*What you should do:*
Express the records as a Markdown table with the columns Row and Text, one numbered row per line, starting at the first line of the records and ending after the line that contains "451L433 455L436 439L363". Omit blank lines and leave the pictures out.

Dataset entries:

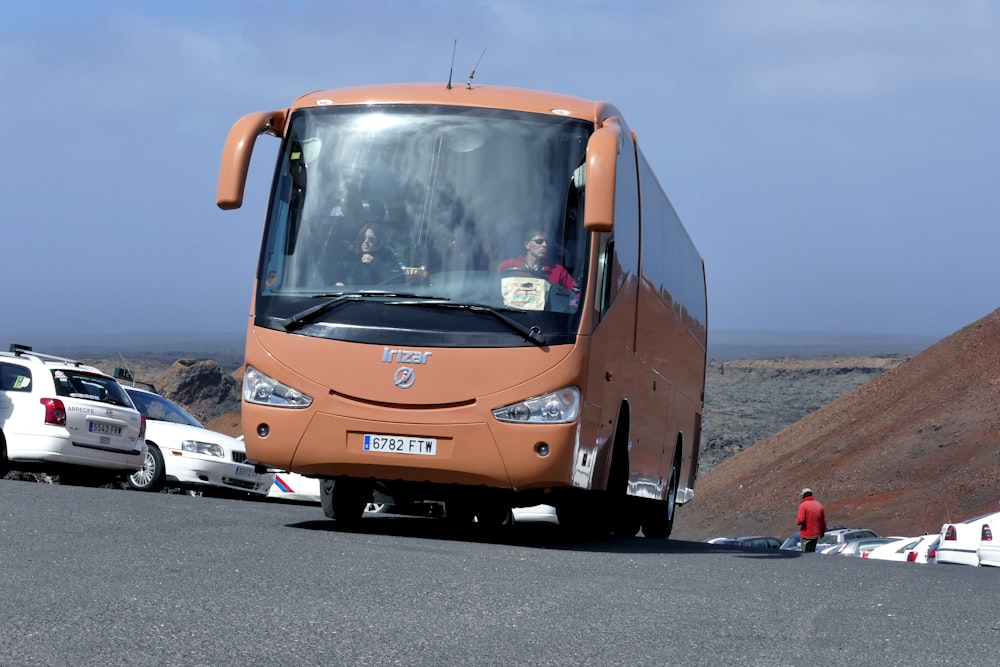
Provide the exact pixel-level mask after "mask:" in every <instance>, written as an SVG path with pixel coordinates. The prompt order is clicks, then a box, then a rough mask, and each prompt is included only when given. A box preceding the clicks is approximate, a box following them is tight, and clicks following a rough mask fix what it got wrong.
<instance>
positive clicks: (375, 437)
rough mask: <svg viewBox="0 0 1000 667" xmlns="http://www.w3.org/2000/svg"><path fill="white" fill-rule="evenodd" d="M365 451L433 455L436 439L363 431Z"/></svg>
mask: <svg viewBox="0 0 1000 667" xmlns="http://www.w3.org/2000/svg"><path fill="white" fill-rule="evenodd" d="M365 451H366V452H388V453H390V454H421V455H423V456H434V455H435V454H437V439H435V438H414V437H410V436H405V435H375V434H373V433H365Z"/></svg>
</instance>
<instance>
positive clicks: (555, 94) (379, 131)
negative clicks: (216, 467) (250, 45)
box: [217, 82, 707, 537]
mask: <svg viewBox="0 0 1000 667" xmlns="http://www.w3.org/2000/svg"><path fill="white" fill-rule="evenodd" d="M470 83H471V82H470ZM261 134H269V135H273V136H276V137H278V138H280V139H281V147H280V150H279V153H278V159H277V164H276V168H275V172H274V178H273V182H272V185H271V195H270V202H269V205H268V209H267V213H266V219H265V222H264V232H263V238H262V242H261V247H260V256H259V261H258V269H257V275H256V281H255V286H254V294H253V302H252V307H251V312H250V317H249V323H248V328H247V338H246V360H245V379H244V385H243V404H242V412H243V427H244V431H245V438H246V449H247V454H248V456H249V458H250V460H252V461H253V462H255V463H257V464H258V465H260V466H267V467H270V468H277V469H282V470H289V471H294V472H298V473H301V474H304V475H307V476H311V477H316V478H318V479H319V480H320V482H321V483H320V487H321V499H322V505H323V510H324V512H325V514H326V515H327V516H328V517H330V518H332V519H334V520H335V521H336V522H337V523H338V524H341V525H342V526H346V525H352V524H355V522H357V521H358V520H359V519H360V518H361V517H362V514H363V512H364V509H365V507H366V505H367V504H368V503H370V502H373V501H374V502H391V503H394V504H403V503H409V502H435V503H437V502H440V503H443V504H444V513H445V516H446V518H447V519H451V520H455V521H462V522H469V523H470V524H472V523H473V522H474V521H475V522H478V523H479V524H485V525H497V524H499V523H503V522H504V521H505V520H506V519H507V518H508V517H509V516H510V512H511V509H512V508H517V507H529V506H535V505H540V504H541V505H550V506H552V507H554V508H555V510H556V516H557V517H558V520H559V523H560V524H561V525H562V526H566V527H569V528H570V529H574V530H576V529H579V530H587V531H588V532H590V531H598V532H601V533H603V534H605V535H607V534H617V535H637V534H638V533H639V531H640V529H641V531H642V534H643V535H645V536H647V537H666V536H668V535H669V534H670V531H671V527H672V525H673V521H674V513H675V509H676V507H677V505H680V504H683V503H684V502H686V501H688V500H690V499H691V498H692V496H693V494H694V482H695V477H696V475H697V470H698V451H699V444H700V440H701V414H702V409H703V404H704V386H705V362H706V337H707V304H706V290H705V271H704V263H703V261H702V258H701V256H700V255H699V254H698V252H697V251H696V249H695V246H694V244H693V243H692V241H691V239H690V237H689V235H688V233H687V232H686V231H685V229H684V227H683V226H682V224H681V222H680V220H679V219H678V217H677V215H676V213H675V211H674V209H673V207H672V206H671V204H670V202H669V201H668V199H667V197H666V195H665V194H664V192H663V189H662V188H661V186H660V184H659V183H658V182H657V179H656V177H655V176H654V175H653V172H652V170H651V169H650V166H649V163H648V162H647V160H646V158H645V157H644V156H643V154H642V152H641V151H640V150H639V147H638V145H637V143H636V138H635V136H634V135H633V133H632V131H631V130H630V129H629V127H628V125H627V124H626V123H625V120H624V118H622V116H621V114H620V113H619V112H618V110H617V109H616V108H615V107H614V106H612V105H610V104H608V103H604V102H595V101H589V100H586V99H580V98H576V97H570V96H565V95H560V94H554V93H548V92H539V91H532V90H523V89H516V88H506V87H494V86H484V85H476V86H472V85H465V86H455V87H452V86H451V85H450V84H448V85H444V84H440V85H437V84H392V85H375V86H364V87H355V88H345V89H338V90H323V91H317V92H312V93H309V94H306V95H303V96H302V97H300V98H298V99H297V100H295V101H294V102H293V103H292V105H291V106H289V107H288V108H285V109H279V110H275V111H265V112H259V113H252V114H249V115H247V116H244V117H243V118H241V119H240V120H238V121H237V122H236V123H235V124H234V126H233V127H232V129H231V130H230V132H229V135H228V138H227V139H226V143H225V148H224V151H223V156H222V164H221V168H220V173H219V183H218V194H217V203H218V206H219V207H220V208H222V209H234V208H238V207H239V206H240V205H241V204H242V200H243V193H244V190H245V186H246V178H247V172H248V167H249V161H250V156H251V153H252V150H253V146H254V143H255V141H256V138H257V137H258V136H259V135H261Z"/></svg>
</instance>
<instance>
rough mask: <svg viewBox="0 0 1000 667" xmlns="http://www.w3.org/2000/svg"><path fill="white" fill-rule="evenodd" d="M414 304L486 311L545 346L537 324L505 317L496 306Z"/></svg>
mask: <svg viewBox="0 0 1000 667" xmlns="http://www.w3.org/2000/svg"><path fill="white" fill-rule="evenodd" d="M412 305H414V306H429V307H431V308H455V309H457V310H471V311H472V312H474V313H486V314H487V315H492V316H493V317H495V318H496V319H498V320H500V321H501V322H503V323H504V324H506V325H507V326H509V327H510V328H511V329H514V330H515V331H517V332H518V333H519V334H521V335H522V336H524V338H525V340H527V341H530V342H532V343H534V344H535V345H537V346H539V347H544V346H545V336H543V335H542V330H541V329H540V328H538V327H537V326H533V327H526V326H524V325H523V324H521V323H520V322H518V321H517V320H515V319H514V318H512V317H507V316H506V315H504V314H503V313H501V312H500V311H499V310H497V309H496V308H491V307H490V306H483V305H481V304H476V303H452V302H450V301H441V300H434V301H418V302H415V303H413V304H412Z"/></svg>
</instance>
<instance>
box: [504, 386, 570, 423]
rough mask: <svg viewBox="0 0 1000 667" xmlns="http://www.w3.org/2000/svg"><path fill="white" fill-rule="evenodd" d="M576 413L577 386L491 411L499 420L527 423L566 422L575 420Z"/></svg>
mask: <svg viewBox="0 0 1000 667" xmlns="http://www.w3.org/2000/svg"><path fill="white" fill-rule="evenodd" d="M578 414H580V390H579V389H578V388H577V387H566V388H565V389H560V390H558V391H554V392H552V393H550V394H545V395H544V396H536V397H534V398H529V399H527V400H524V401H521V402H520V403H514V404H513V405H506V406H504V407H502V408H497V409H495V410H494V411H493V416H494V417H496V418H497V419H498V420H499V421H502V422H517V423H529V424H566V423H569V422H572V421H575V420H576V417H577V415H578Z"/></svg>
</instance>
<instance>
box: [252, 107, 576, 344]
mask: <svg viewBox="0 0 1000 667" xmlns="http://www.w3.org/2000/svg"><path fill="white" fill-rule="evenodd" d="M592 132H593V124H592V123H587V122H584V121H581V120H579V119H573V118H567V117H563V116H558V115H546V114H537V113H523V112H513V111H504V110H496V109H479V108H468V107H451V106H430V105H413V104H407V105H404V104H399V105H359V106H340V107H338V106H335V105H330V106H325V107H322V106H321V107H312V108H305V109H299V110H296V111H295V112H294V114H293V115H292V117H291V120H290V125H289V130H288V132H287V133H286V139H285V140H284V143H283V145H282V148H281V152H280V155H279V159H278V164H277V168H276V178H275V180H274V190H273V192H272V195H271V203H270V207H269V210H268V217H267V221H266V224H265V232H264V241H263V244H262V250H261V257H260V265H259V270H258V281H257V290H258V291H257V295H256V301H255V303H256V311H255V313H254V318H255V324H256V325H257V326H261V327H266V328H272V329H277V330H287V331H292V330H294V331H295V333H297V334H299V335H306V336H315V337H323V338H331V339H338V340H353V341H364V342H375V343H387V342H396V343H402V342H404V341H403V340H401V338H403V339H405V341H408V342H409V343H410V344H414V345H416V344H421V345H450V346H468V347H503V346H518V345H533V344H538V343H539V342H540V341H541V340H544V342H545V343H547V344H552V343H559V342H564V343H570V342H572V341H573V340H574V338H575V336H576V334H577V329H578V327H579V323H580V310H581V309H580V303H581V298H582V297H581V295H582V294H583V293H585V289H586V285H585V284H584V283H585V281H586V276H587V261H588V257H589V252H590V249H589V247H588V235H587V234H586V233H585V231H584V229H583V199H584V183H585V173H584V164H585V158H586V148H587V140H588V138H589V136H590V134H591V133H592ZM526 332H528V333H537V332H540V336H535V335H528V333H526Z"/></svg>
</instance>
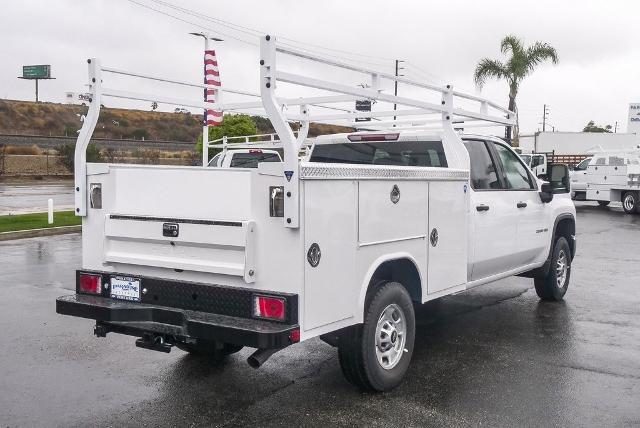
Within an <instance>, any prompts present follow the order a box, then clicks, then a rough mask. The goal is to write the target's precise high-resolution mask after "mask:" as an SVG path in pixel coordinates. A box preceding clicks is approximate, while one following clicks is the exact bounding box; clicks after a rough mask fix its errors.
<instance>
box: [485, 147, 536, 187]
mask: <svg viewBox="0 0 640 428" xmlns="http://www.w3.org/2000/svg"><path fill="white" fill-rule="evenodd" d="M493 146H494V147H495V149H496V152H497V153H498V158H499V159H500V163H501V164H502V169H503V171H504V181H505V187H506V188H507V189H509V190H533V189H535V186H534V184H533V180H532V179H531V176H530V174H529V172H528V171H527V168H526V167H525V166H524V164H523V163H522V161H521V160H520V159H518V156H516V154H515V153H513V152H512V151H511V150H509V149H508V148H506V147H505V146H503V145H502V144H497V143H493Z"/></svg>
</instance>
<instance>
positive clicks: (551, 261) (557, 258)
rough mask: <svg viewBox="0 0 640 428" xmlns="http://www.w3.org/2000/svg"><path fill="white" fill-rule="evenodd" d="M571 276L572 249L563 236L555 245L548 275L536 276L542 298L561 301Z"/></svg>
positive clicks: (538, 295)
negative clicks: (550, 264)
mask: <svg viewBox="0 0 640 428" xmlns="http://www.w3.org/2000/svg"><path fill="white" fill-rule="evenodd" d="M570 277H571V250H570V249H569V243H568V242H567V239H566V238H565V237H563V236H561V237H559V238H558V239H557V240H556V242H555V245H554V246H553V254H552V255H551V266H550V267H549V272H548V273H547V275H546V276H544V277H540V278H535V279H534V280H533V281H534V284H535V286H536V293H537V294H538V297H540V298H541V299H542V300H552V301H560V300H562V299H563V298H564V295H565V293H566V292H567V288H569V279H570Z"/></svg>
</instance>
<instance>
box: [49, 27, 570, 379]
mask: <svg viewBox="0 0 640 428" xmlns="http://www.w3.org/2000/svg"><path fill="white" fill-rule="evenodd" d="M260 52H261V54H260V70H261V79H260V94H259V98H260V101H259V104H260V106H262V107H263V108H264V115H265V116H266V117H268V118H269V119H270V121H271V123H272V125H273V126H274V128H275V130H276V131H277V134H278V137H279V143H280V144H281V147H282V149H283V151H284V159H283V161H282V162H259V163H258V165H257V168H234V167H232V166H231V165H226V166H222V167H217V168H207V167H175V166H155V165H154V166H149V165H116V164H87V163H86V162H84V160H85V159H84V152H85V150H86V146H87V144H88V142H89V141H90V138H91V133H92V131H93V128H94V127H95V124H96V122H97V117H98V114H99V110H100V98H101V97H102V96H116V97H118V96H120V97H125V98H131V97H132V96H133V95H131V94H129V93H124V92H122V91H118V90H114V89H110V88H107V87H104V86H103V83H102V82H103V79H102V75H103V73H104V74H106V73H118V74H125V75H127V73H126V72H123V71H121V70H114V69H111V68H108V67H103V66H101V64H100V63H99V61H97V60H95V59H92V60H90V65H89V69H90V80H92V79H93V80H92V82H93V83H92V86H91V90H92V93H93V101H92V104H91V106H90V110H89V114H88V116H87V120H86V121H85V124H84V126H83V129H82V131H81V133H80V136H79V138H78V144H77V145H76V163H75V167H76V171H75V180H76V212H77V214H78V215H79V216H81V217H82V227H83V234H82V267H81V269H79V270H78V271H77V275H76V293H75V294H73V295H66V296H62V297H60V298H58V299H57V303H56V309H57V311H58V312H59V313H61V314H66V315H72V316H77V317H84V318H89V319H93V320H95V321H96V325H95V330H94V333H95V334H96V335H97V336H100V337H103V336H106V335H107V334H108V333H117V334H125V335H131V336H134V337H137V340H136V345H137V346H139V347H143V348H147V349H152V350H157V351H164V352H169V351H170V350H171V349H172V347H178V348H180V349H183V350H185V351H188V352H194V353H200V354H206V355H209V356H210V357H211V358H216V359H218V358H224V357H225V356H227V355H229V354H232V353H235V352H237V351H238V350H240V349H241V348H242V347H245V346H247V347H252V348H256V351H255V352H254V353H253V354H252V355H251V356H250V357H249V359H248V362H249V364H250V365H252V366H253V367H260V366H261V365H262V364H263V363H264V362H265V361H266V360H267V359H268V358H269V357H270V356H271V355H272V354H273V353H274V352H277V351H280V350H282V349H284V348H286V347H288V346H291V345H294V344H296V343H298V342H301V341H305V340H308V339H311V338H314V337H320V338H321V339H322V340H324V341H325V342H327V343H328V344H330V345H333V346H336V347H337V348H338V356H339V362H340V366H341V368H342V371H343V373H344V375H345V377H346V378H347V379H348V380H349V381H350V382H351V383H352V384H354V385H356V386H358V387H359V388H361V389H363V390H369V391H387V390H390V389H392V388H394V387H395V386H397V385H398V384H399V383H400V382H401V381H402V379H403V377H404V375H405V373H406V371H407V369H408V366H409V363H410V361H411V358H412V354H413V349H414V343H415V341H416V340H420V338H416V329H415V315H414V305H415V304H420V303H424V302H427V301H430V300H433V299H437V298H440V297H443V296H447V295H450V294H453V293H458V292H461V291H464V290H467V289H470V288H472V287H476V286H479V285H482V284H486V283H489V282H493V281H496V280H499V279H502V278H506V277H509V276H513V275H520V276H525V277H530V278H532V279H533V282H534V285H535V289H536V292H537V293H538V295H539V296H540V298H541V299H543V300H556V301H557V300H561V299H563V297H564V295H565V293H566V291H567V288H568V286H569V282H570V276H571V263H572V260H573V257H574V256H575V252H576V242H575V230H576V222H575V209H574V206H573V203H572V201H571V199H570V196H569V191H570V188H569V178H568V170H567V168H566V167H565V166H562V165H551V166H550V167H549V171H548V177H549V182H545V181H542V180H540V179H538V178H537V177H536V176H535V175H534V174H533V173H532V172H531V170H530V169H529V168H528V167H527V166H526V165H525V164H524V163H523V162H522V160H521V159H520V158H519V157H518V156H517V154H515V153H514V152H513V151H512V149H511V148H510V147H509V145H508V144H506V143H505V142H503V141H502V140H500V139H497V138H494V137H488V136H483V135H460V134H458V133H456V132H455V130H454V127H453V126H454V125H453V123H454V121H456V123H458V122H459V121H460V120H466V121H468V122H469V123H477V122H481V123H486V124H489V125H495V124H500V125H504V126H512V125H513V124H514V123H515V115H514V113H513V112H510V111H508V110H506V109H504V108H502V107H500V106H498V105H496V104H494V103H492V102H490V101H489V100H486V99H483V98H480V97H478V96H475V95H469V94H465V93H462V92H458V91H456V90H454V89H453V88H452V87H451V86H449V85H448V86H446V87H439V86H434V85H430V84H425V83H421V82H415V81H411V80H409V79H405V78H403V77H398V76H393V75H388V74H385V73H382V72H378V71H373V70H367V69H363V68H359V67H354V66H352V65H346V64H343V63H340V62H338V61H335V60H329V59H326V58H321V57H314V56H312V55H310V54H309V53H308V52H303V51H298V50H296V49H294V48H291V47H287V46H281V45H276V42H275V39H273V38H271V37H269V36H266V37H265V38H263V39H262V43H261V51H260ZM277 53H278V54H279V55H288V56H289V57H292V58H293V59H304V60H305V61H313V62H315V63H320V64H322V65H323V66H331V67H335V68H336V69H337V70H338V71H339V72H338V73H336V74H335V75H336V76H337V75H340V71H343V70H345V69H346V70H350V71H356V72H359V73H361V74H363V75H365V76H366V77H368V78H369V79H370V81H371V88H358V87H356V85H347V84H342V83H335V82H331V81H328V80H324V79H319V78H317V77H308V76H305V75H301V74H294V73H290V72H286V71H283V70H281V69H280V68H279V67H277V62H276V56H277V55H276V54H277ZM129 75H131V76H136V77H138V78H139V77H141V76H144V75H142V74H141V73H131V74H129ZM147 78H150V77H147ZM381 79H384V80H389V81H391V82H399V83H401V84H404V85H407V86H409V87H413V88H419V89H421V90H425V91H427V92H429V93H432V94H436V95H438V96H440V97H441V102H438V103H430V102H427V101H425V100H424V99H421V98H420V99H418V98H406V97H398V96H394V95H389V94H386V93H384V92H381V91H380V90H378V89H379V84H380V80H381ZM165 81H166V79H165ZM280 82H286V83H289V84H293V85H296V86H297V87H302V88H304V89H307V88H315V89H321V90H323V91H325V94H323V95H318V96H313V97H299V98H283V97H278V96H276V86H277V84H278V83H280ZM173 83H176V82H173ZM203 87H204V88H206V89H209V87H208V86H207V85H203ZM214 89H216V90H221V91H222V90H224V89H223V88H218V87H216V88H214ZM407 93H411V91H407ZM153 99H157V100H158V102H162V101H163V97H161V96H153ZM358 99H370V100H376V101H378V105H380V104H388V105H389V106H391V105H393V104H396V105H397V106H398V109H397V110H396V109H391V108H388V109H386V110H384V109H382V110H379V111H375V112H352V111H346V112H345V111H344V110H336V111H334V112H329V113H326V110H321V111H320V112H319V113H318V112H314V114H312V113H311V112H310V110H311V107H312V106H316V105H319V104H320V105H329V106H331V105H335V104H336V103H345V102H349V103H353V102H354V101H356V100H358ZM456 99H463V100H465V102H466V103H467V104H468V103H469V102H474V103H476V104H477V106H478V108H477V110H476V109H468V108H467V109H465V108H460V107H455V106H454V100H456ZM169 100H170V101H171V102H172V103H175V102H176V100H175V99H174V98H170V99H167V101H169ZM183 103H184V105H185V106H186V107H194V108H195V107H204V108H207V107H208V108H214V107H215V108H217V109H220V110H223V111H225V112H227V113H229V112H232V111H242V110H250V111H254V110H255V109H256V102H255V101H248V102H245V103H228V104H225V103H216V104H215V105H211V104H209V103H202V102H195V101H188V100H185V101H184V102H183ZM294 107H298V108H299V110H298V111H294ZM329 108H330V107H329ZM434 114H435V116H436V118H438V122H439V123H438V124H437V126H436V127H435V128H434V127H432V128H429V127H428V126H420V127H414V126H407V127H403V126H402V124H403V123H404V121H407V122H409V123H415V122H416V121H419V120H420V119H422V120H425V121H427V122H429V121H430V122H429V123H433V118H434ZM393 116H397V118H398V119H397V120H393V121H391V120H388V119H389V118H391V117H393ZM361 117H376V118H377V119H378V120H376V121H372V122H371V123H370V124H367V125H362V124H360V125H359V126H360V127H363V126H367V127H368V129H367V130H364V131H361V132H353V133H348V134H337V135H332V136H324V137H318V138H316V139H313V140H312V139H308V138H307V135H306V133H307V131H308V123H309V122H311V121H316V122H323V123H331V124H336V123H337V122H339V124H341V125H343V126H345V125H346V126H350V125H351V126H353V125H355V123H354V122H355V119H358V118H361ZM407 117H408V119H403V118H407ZM291 121H298V122H300V123H301V126H300V130H301V131H300V133H299V134H298V135H297V136H295V135H294V133H293V131H292V128H291V126H290V122H291ZM305 144H308V145H309V146H310V147H311V150H310V153H309V155H308V157H305V159H304V160H300V159H299V156H300V152H301V148H302V147H303V146H304V145H305ZM247 146H248V147H250V143H249V142H247ZM249 150H250V148H249ZM205 164H206V163H205Z"/></svg>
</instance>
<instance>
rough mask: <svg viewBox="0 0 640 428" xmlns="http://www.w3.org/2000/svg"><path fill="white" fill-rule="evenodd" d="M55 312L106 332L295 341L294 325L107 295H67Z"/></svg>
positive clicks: (289, 341)
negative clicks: (241, 317) (92, 325)
mask: <svg viewBox="0 0 640 428" xmlns="http://www.w3.org/2000/svg"><path fill="white" fill-rule="evenodd" d="M56 312H57V313H59V314H63V315H71V316H75V317H81V318H89V319H94V320H96V321H97V322H98V325H99V326H101V327H102V328H104V329H105V330H106V332H116V333H120V334H127V335H131V336H142V335H143V334H145V333H154V334H161V335H164V336H167V337H169V338H174V339H175V340H176V341H184V340H188V339H202V340H210V341H219V342H224V343H232V344H235V345H243V346H249V347H252V348H263V349H274V348H284V347H286V346H289V345H291V344H292V343H294V342H293V341H292V340H291V333H292V332H293V331H294V330H298V329H299V326H298V325H297V324H295V325H291V324H282V323H274V322H270V321H263V320H257V319H248V318H241V317H234V316H228V315H220V314H213V313H208V312H200V311H192V310H185V309H179V308H171V307H166V306H157V305H151V304H145V303H134V302H125V301H116V300H113V299H111V298H109V297H101V296H89V295H82V294H76V295H69V296H62V297H58V298H57V299H56Z"/></svg>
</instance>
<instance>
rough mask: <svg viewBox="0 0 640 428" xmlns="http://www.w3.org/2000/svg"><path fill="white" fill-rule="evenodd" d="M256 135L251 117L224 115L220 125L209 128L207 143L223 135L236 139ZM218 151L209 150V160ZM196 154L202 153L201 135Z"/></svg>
mask: <svg viewBox="0 0 640 428" xmlns="http://www.w3.org/2000/svg"><path fill="white" fill-rule="evenodd" d="M257 133H258V130H257V128H256V124H255V123H254V122H253V120H251V116H248V115H246V114H225V115H224V120H223V121H222V125H220V126H210V127H209V141H213V140H218V139H220V138H222V137H224V136H225V135H226V136H227V137H238V136H242V135H255V134H257ZM219 151H220V150H217V149H209V159H211V157H212V156H214V155H215V154H216V153H218V152H219ZM196 153H202V135H200V136H199V137H198V140H197V141H196Z"/></svg>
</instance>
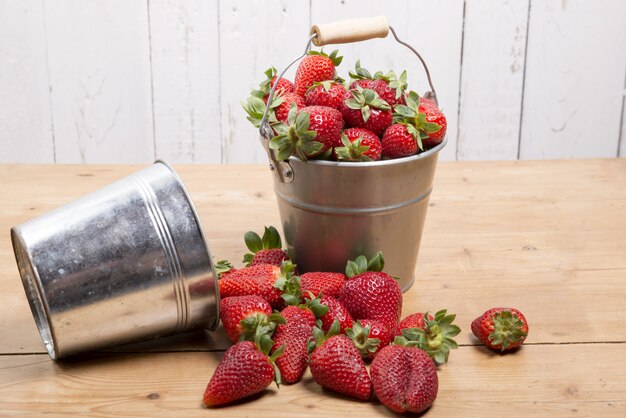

*Answer to this task:*
| Row | Text |
|---|---|
| 1 | Provide the exact pixel-level mask after "mask:" in every <instance>, written as an SVG path with pixel coordinates. The prompt order is clicks, then a box, then a rough mask, and each prompt is included only when given. A box preceding the clicks is approximate, a box following them is tight, and clicks following a rough mask fix what it got wrong. |
| 2 | <instance> |
| 3 | positive clicks: (375, 437) |
| 4 | rough mask: <svg viewBox="0 0 1000 667" xmlns="http://www.w3.org/2000/svg"><path fill="white" fill-rule="evenodd" d="M365 451L433 455L436 439L363 431Z"/></svg> |